- _Excerpt provided_:
+===+

Even the process of approaching the car turns the mundane into something memorable: walk out of the front door, glance at the low- slung shape 20 yards away, press the McLaren logo on the key (it’s keyless, but using a key in this touchless age adds to the sense of occasion), whip up the door and drop across and into the low-slung seats. A monobox SUV can’t compete with theatre like this.

Admittedly, I’m short so don’t have as far to drop as some (entry and exit would be a pain for anyone vastly over six foot), but because everyday events feel special in this car, the GT helps to set things up to be more adventurous. I’ve used it day in, day out and never found it to be tiresome.

You’d have to be dead inside not to get excited by the prospect of a trip in a supercar, but the M1/M25 slog to which I’m subjected can certainly give it a good go. Yet even those tortuous stretches of asphalt became events to be savoured.

Of course, the GT’s hardware helped. With the 4.0-litre V8 that appears in other McLarens, in this case with 612bhp and 465lb ft, and contained within a 1530kg body, acceleration was never lacking.

+===+

- _Dataset records_:
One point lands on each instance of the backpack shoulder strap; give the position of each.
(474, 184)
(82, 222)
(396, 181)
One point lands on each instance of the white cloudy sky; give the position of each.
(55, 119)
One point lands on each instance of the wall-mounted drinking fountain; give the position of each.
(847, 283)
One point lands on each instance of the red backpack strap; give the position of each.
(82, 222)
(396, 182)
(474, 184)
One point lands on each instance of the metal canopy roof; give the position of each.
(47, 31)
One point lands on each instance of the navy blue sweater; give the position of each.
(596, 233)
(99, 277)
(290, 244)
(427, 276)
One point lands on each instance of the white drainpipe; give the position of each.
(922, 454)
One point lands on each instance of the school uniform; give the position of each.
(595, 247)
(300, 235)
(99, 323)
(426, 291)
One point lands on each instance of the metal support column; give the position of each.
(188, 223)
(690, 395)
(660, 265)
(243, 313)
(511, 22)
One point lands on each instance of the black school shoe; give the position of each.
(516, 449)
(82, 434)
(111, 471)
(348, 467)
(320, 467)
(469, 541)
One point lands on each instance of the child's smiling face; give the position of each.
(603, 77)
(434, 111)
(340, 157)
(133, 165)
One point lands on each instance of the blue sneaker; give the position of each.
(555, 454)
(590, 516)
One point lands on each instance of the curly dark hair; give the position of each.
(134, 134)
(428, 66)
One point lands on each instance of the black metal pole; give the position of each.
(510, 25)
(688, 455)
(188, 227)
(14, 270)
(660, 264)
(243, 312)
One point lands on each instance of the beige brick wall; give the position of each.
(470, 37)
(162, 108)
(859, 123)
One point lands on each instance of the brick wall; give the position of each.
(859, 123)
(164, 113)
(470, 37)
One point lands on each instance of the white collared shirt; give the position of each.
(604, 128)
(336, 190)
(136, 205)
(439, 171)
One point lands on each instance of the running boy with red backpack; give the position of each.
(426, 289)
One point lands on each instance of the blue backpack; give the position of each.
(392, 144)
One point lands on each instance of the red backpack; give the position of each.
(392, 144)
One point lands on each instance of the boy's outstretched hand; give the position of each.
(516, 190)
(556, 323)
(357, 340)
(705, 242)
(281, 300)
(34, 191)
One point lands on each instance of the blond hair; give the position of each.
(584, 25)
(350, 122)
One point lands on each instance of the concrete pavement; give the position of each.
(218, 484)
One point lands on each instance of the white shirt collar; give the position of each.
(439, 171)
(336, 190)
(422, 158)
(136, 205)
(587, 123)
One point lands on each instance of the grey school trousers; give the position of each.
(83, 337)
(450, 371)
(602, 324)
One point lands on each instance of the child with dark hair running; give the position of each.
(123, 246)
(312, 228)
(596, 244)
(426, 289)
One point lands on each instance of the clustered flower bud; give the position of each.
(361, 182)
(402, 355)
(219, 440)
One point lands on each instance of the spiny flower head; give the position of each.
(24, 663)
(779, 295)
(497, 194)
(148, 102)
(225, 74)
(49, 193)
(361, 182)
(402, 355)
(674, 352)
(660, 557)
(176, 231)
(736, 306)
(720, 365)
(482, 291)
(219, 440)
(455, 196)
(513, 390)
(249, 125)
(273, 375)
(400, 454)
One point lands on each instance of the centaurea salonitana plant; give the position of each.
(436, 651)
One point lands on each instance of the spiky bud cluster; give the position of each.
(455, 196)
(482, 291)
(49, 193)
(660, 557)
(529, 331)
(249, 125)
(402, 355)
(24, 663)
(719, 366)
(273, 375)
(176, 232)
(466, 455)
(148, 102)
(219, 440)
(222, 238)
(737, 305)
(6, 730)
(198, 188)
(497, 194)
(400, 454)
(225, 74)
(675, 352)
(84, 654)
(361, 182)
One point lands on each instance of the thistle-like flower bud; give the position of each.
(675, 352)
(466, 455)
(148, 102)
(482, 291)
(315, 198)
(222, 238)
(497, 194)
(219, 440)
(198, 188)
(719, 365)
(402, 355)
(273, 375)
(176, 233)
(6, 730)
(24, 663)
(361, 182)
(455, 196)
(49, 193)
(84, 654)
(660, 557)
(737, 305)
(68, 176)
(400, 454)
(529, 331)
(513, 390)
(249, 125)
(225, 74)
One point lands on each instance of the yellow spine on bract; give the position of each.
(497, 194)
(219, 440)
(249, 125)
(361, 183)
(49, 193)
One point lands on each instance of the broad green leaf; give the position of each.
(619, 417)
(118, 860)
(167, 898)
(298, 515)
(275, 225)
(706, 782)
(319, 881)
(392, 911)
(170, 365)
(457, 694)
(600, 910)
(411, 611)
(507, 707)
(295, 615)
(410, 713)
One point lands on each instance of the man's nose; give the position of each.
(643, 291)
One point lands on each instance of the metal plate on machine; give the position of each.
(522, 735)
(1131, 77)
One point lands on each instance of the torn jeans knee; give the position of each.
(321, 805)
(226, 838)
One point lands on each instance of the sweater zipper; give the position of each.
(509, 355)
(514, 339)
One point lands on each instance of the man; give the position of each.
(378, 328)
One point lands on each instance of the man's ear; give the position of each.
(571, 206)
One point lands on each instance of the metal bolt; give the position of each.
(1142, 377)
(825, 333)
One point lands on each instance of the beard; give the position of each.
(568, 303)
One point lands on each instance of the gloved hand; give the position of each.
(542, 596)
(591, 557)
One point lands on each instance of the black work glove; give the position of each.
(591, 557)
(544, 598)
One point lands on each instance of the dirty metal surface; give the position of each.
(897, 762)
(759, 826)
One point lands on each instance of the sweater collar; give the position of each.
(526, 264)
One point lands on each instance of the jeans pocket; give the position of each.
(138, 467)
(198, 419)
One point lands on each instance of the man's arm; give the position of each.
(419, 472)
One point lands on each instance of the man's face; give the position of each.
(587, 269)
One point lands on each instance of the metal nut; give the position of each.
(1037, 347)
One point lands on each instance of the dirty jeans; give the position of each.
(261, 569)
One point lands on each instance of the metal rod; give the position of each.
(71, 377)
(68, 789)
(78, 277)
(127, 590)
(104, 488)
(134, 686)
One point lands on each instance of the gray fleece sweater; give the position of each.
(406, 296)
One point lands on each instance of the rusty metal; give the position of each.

+===+

- _What to do_:
Duplicate the part of the McLaren GT text from "Admittedly, I’m short" to "to be tiresome.". The data has nothing to do with the work here.

- _Written response_:
Admittedly, I’m short so don’t have as far to drop as some (entry and exit would be a pain for anyone vastly over six foot), but because everyday events feel special in this car, the GT helps to set things up to be more adventurous. I’ve used it day in, day out and never found it to be tiresome.